Aim: Reproduce everything from the start of the records down to the line containing "305), (19, 315)]]", both ends included. Leave the pictures out of your answer.
--- Start of Extracted entries ---
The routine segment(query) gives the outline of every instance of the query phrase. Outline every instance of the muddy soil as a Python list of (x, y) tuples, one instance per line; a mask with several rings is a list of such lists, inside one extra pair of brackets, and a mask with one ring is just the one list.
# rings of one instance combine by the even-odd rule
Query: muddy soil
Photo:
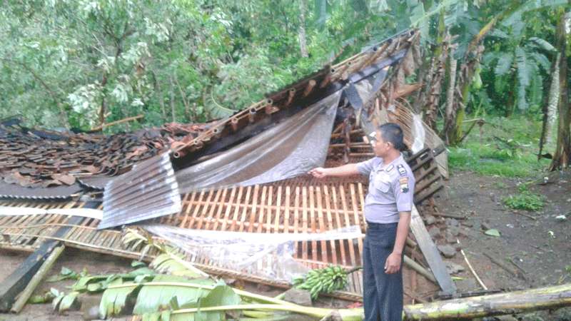
[[(571, 173), (556, 172), (550, 175), (547, 184), (538, 183), (543, 182), (542, 178), (542, 174), (538, 173), (537, 183), (528, 185), (531, 191), (546, 197), (545, 206), (537, 212), (509, 210), (502, 201), (503, 198), (517, 193), (517, 185), (527, 180), (455, 172), (445, 183), (444, 190), (435, 198), (437, 210), (424, 206), (421, 214), (437, 245), (448, 244), (463, 249), (475, 271), (490, 290), (511, 291), (571, 282), (571, 272), (566, 270), (571, 265)], [(430, 213), (434, 213), (432, 218)], [(556, 218), (561, 215), (567, 219)], [(500, 236), (484, 234), (485, 230), (492, 228), (497, 230)], [(456, 239), (460, 240), (460, 246), (455, 245)], [(0, 281), (9, 275), (27, 255), (0, 250)], [(501, 262), (509, 271), (486, 255)], [(482, 290), (460, 252), (445, 260), (464, 268), (464, 271), (454, 274), (458, 277), (455, 282), (460, 292)], [(66, 249), (51, 275), (59, 273), (64, 266), (77, 272), (85, 268), (90, 274), (132, 270), (130, 260), (73, 248)], [(405, 287), (409, 290), (406, 276), (405, 274)], [(426, 282), (422, 277), (418, 276), (418, 279), (416, 293), (419, 297), (430, 299), (436, 294), (433, 287), (425, 286), (426, 288), (423, 289)], [(72, 283), (73, 281), (43, 282), (36, 294), (44, 293), (51, 287), (68, 292), (66, 287)], [(281, 292), (279, 289), (251, 284), (234, 285), (271, 296)], [(345, 307), (348, 304), (328, 298), (320, 299), (318, 302), (320, 306), (331, 307)], [(564, 308), (516, 315), (515, 319), (505, 317), (512, 319), (502, 320), (571, 320), (571, 312)], [(0, 314), (0, 320), (82, 320), (82, 312), (58, 315), (51, 312), (51, 305), (27, 305), (19, 315)]]

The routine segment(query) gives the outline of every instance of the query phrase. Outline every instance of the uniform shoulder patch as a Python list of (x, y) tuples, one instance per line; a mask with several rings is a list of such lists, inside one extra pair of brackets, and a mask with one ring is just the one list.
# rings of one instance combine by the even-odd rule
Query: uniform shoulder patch
[(397, 170), (398, 170), (398, 173), (400, 174), (401, 176), (406, 175), (406, 168), (403, 164), (397, 165)]
[(408, 193), (408, 177), (401, 177), (398, 179), (400, 185), (400, 193)]

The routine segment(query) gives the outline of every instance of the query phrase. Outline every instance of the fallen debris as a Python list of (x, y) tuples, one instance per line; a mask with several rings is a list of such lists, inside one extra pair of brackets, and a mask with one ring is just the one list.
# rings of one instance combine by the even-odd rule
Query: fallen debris
[(571, 283), (480, 297), (405, 305), (407, 320), (468, 319), (571, 305)]

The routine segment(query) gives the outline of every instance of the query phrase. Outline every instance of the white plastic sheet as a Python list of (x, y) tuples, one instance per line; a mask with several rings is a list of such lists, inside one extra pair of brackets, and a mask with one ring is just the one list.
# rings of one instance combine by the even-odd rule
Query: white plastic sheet
[(425, 132), (424, 130), (424, 124), (423, 124), (423, 118), (420, 115), (413, 114), (413, 137), (415, 138), (413, 142), (413, 146), (410, 146), (410, 150), (415, 154), (422, 151), (424, 148), (424, 142), (425, 139)]
[(322, 166), (340, 95), (338, 91), (246, 142), (177, 172), (180, 192), (262, 184)]
[(143, 228), (183, 250), (194, 262), (290, 281), (308, 269), (293, 258), (296, 242), (362, 238), (357, 225), (322, 233), (253, 233), (190, 230), (169, 225)]

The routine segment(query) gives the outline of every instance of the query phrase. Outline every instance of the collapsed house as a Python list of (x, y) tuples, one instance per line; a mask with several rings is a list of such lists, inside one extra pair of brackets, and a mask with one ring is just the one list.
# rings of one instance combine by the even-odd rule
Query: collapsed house
[[(360, 265), (366, 179), (306, 173), (373, 157), (363, 136), (396, 122), (417, 179), (415, 203), (434, 206), (448, 177), (445, 148), (405, 99), (420, 87), (405, 81), (420, 59), (418, 41), (414, 31), (396, 35), (207, 124), (104, 136), (4, 122), (0, 248), (40, 256), (0, 285), (0, 310), (59, 243), (151, 260), (153, 249), (121, 241), (126, 225), (177, 247), (206, 272), (282, 287), (308, 268)], [(411, 228), (405, 277), (420, 273), (423, 286), (454, 293), (416, 208)], [(351, 274), (332, 295), (361, 300), (361, 280)], [(405, 293), (423, 300), (416, 282)]]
--- End of Extracted entries ---
Written answer:
The routine segment(query) gives the outline of every instance of the query phrase. Outline every instance of the muddy soil as a Python list of (x, y) tuples, one instance per line; a mask with several rings is a list of such lists, inside one extra pair of brackets, and a mask with one ring is just the one list.
# rings of one instance combine by the even-odd rule
Query: muddy soil
Photo:
[[(571, 173), (556, 172), (550, 175), (547, 184), (538, 183), (543, 182), (542, 178), (542, 174), (538, 173), (537, 183), (528, 185), (531, 191), (546, 197), (545, 206), (537, 212), (509, 210), (502, 201), (503, 198), (517, 193), (517, 185), (527, 180), (455, 172), (445, 183), (444, 190), (435, 198), (437, 210), (424, 206), (421, 214), (437, 245), (448, 244), (463, 249), (475, 271), (490, 290), (511, 291), (571, 282), (571, 272), (566, 270), (571, 265)], [(430, 213), (434, 213), (432, 218)], [(556, 218), (561, 215), (567, 219)], [(500, 236), (484, 234), (485, 230), (492, 228), (497, 230)], [(456, 239), (460, 240), (460, 246), (455, 245)], [(0, 281), (9, 275), (27, 255), (0, 250)], [(501, 262), (509, 271), (486, 255)], [(482, 290), (460, 252), (445, 260), (464, 268), (464, 271), (454, 274), (458, 277), (455, 282), (460, 292)], [(66, 249), (51, 275), (59, 273), (64, 266), (77, 272), (85, 268), (90, 274), (132, 270), (130, 260), (73, 248)], [(405, 287), (409, 290), (406, 276), (405, 274)], [(426, 282), (422, 277), (418, 276), (418, 279), (416, 293), (419, 297), (430, 299), (436, 294), (433, 287), (425, 286), (426, 288), (423, 289)], [(72, 283), (73, 281), (43, 282), (36, 294), (44, 293), (51, 287), (68, 292), (66, 287)], [(281, 292), (279, 289), (251, 284), (234, 285), (271, 296)], [(345, 307), (348, 304), (328, 298), (320, 299), (318, 302), (320, 306), (331, 307)], [(564, 308), (516, 315), (515, 319), (505, 317), (512, 319), (502, 320), (571, 320), (571, 312)], [(0, 314), (0, 320), (82, 320), (82, 312), (58, 315), (51, 312), (51, 305), (27, 305), (19, 315)]]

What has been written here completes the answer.